**EXTRACT PROVIDED:**
START

2. Put yourself back in school. Think about how it feels to sit in uncomfortable chairs all day, to stand in many lines, to eat in crowded noisy cafeterias, to worry about possibly getting picked last in P.E. and to frequently struggle with learning new concepts. Imagine if you had to attend seven meetings a day that you could find boring, in addition to navigating social situations and bringing your work home with you. Many adults forget what school was like for them and according to Thompson, “if you have lost touch with your school experience, you will be at a loss to fully support your own children with their school struggles.” Most children at some point don’t want to go to school and even schools that are the best fit for students provide daily challenges.

3. Realize that all children are always trying the best they can with the skills they have. Children are often labeled as unmotivated or lazy and instead should be seen as “overwhelmed, underprepared or immobilized” according to Thompson. When we see the child as trying and respect this effort even though it is unsuccessful, then we can try to problem-solve with him. This respect and empathy will allow him to try a new strategy, which might not happen if we just called him “lazy.”

4. Keep in mind that all children don’t have a school brain. In 1983, Howard Gardner, Ph.D., introduced the concept of multiple intelligences in “Frames of Mind.” They are 1) linguistic ability, 2) logical-mathematical ability, 3) spatial intelligence, 4) musical intelligence, 5) bodily-kinesthetic intelligence, 6) interpersonal intelligence and 7) intrapersonal intelligence. Linguistic ability and logical-mathematical ability are the two types that are associated with school, but all children don’t excel in these areas. Parents should try to appreciate children’s talents, which may not be their own strength or what school values.

END

Dataset entries:
START

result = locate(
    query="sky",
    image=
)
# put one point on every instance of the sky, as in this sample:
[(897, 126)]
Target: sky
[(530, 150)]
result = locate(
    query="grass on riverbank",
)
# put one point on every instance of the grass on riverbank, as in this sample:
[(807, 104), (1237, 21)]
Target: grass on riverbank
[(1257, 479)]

END
START

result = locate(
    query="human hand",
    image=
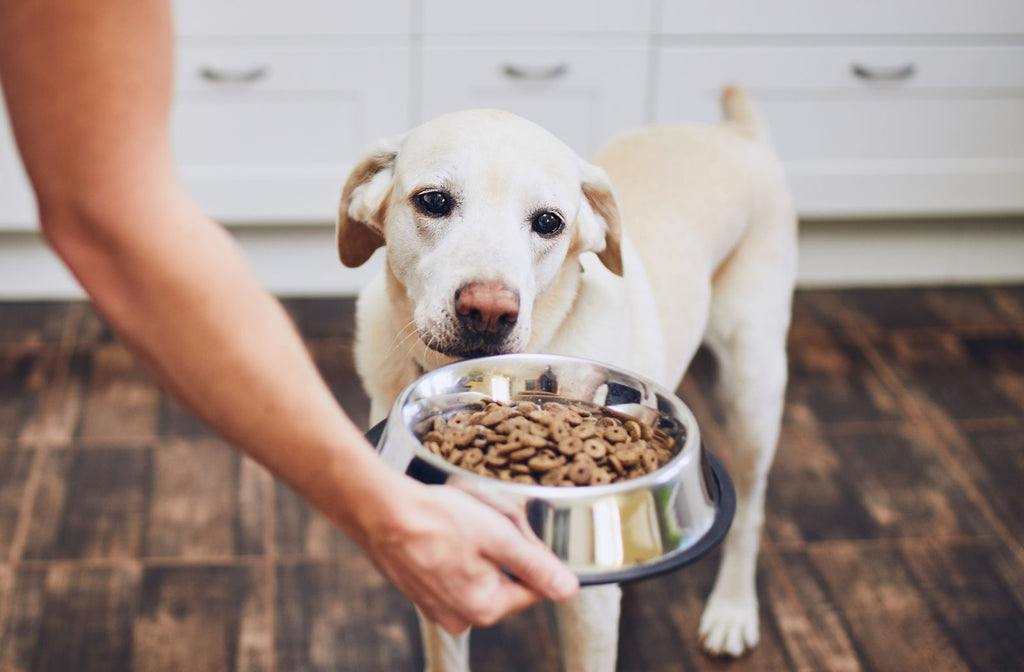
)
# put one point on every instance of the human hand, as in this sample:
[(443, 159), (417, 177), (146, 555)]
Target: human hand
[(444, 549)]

END
START

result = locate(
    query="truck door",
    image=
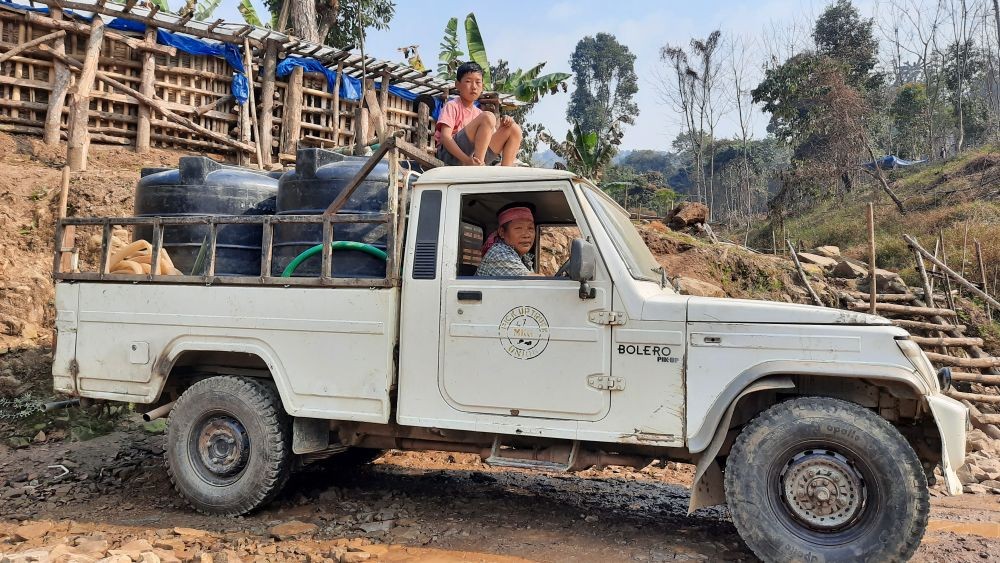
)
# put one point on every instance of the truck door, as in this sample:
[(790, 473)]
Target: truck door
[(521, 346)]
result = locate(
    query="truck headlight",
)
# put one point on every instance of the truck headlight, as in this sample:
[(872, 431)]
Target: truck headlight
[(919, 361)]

END

**WRITTEN TASKS:**
1: Quote the passage on children and school word for word, everything from "4. Keep in mind" down to "what school values.".
2: Count the lines in the entries that contain the string "point", matching case exactly, and give only the number.
The passage and the entries have no connection to each other.

**TASK RESULTS:**
1:
4. Keep in mind that all children don’t have a school brain. In 1983, Howard Gardner, Ph.D., introduced the concept of multiple intelligences in “Frames of Mind.” They are 1) linguistic ability, 2) logical-mathematical ability, 3) spatial intelligence, 4) musical intelligence, 5) bodily-kinesthetic intelligence, 6) interpersonal intelligence and 7) intrapersonal intelligence. Linguistic ability and logical-mathematical ability are the two types that are associated with school, but all children don’t excel in these areas. Parents should try to appreciate children’s talents, which may not be their own strength or what school values.

2: 5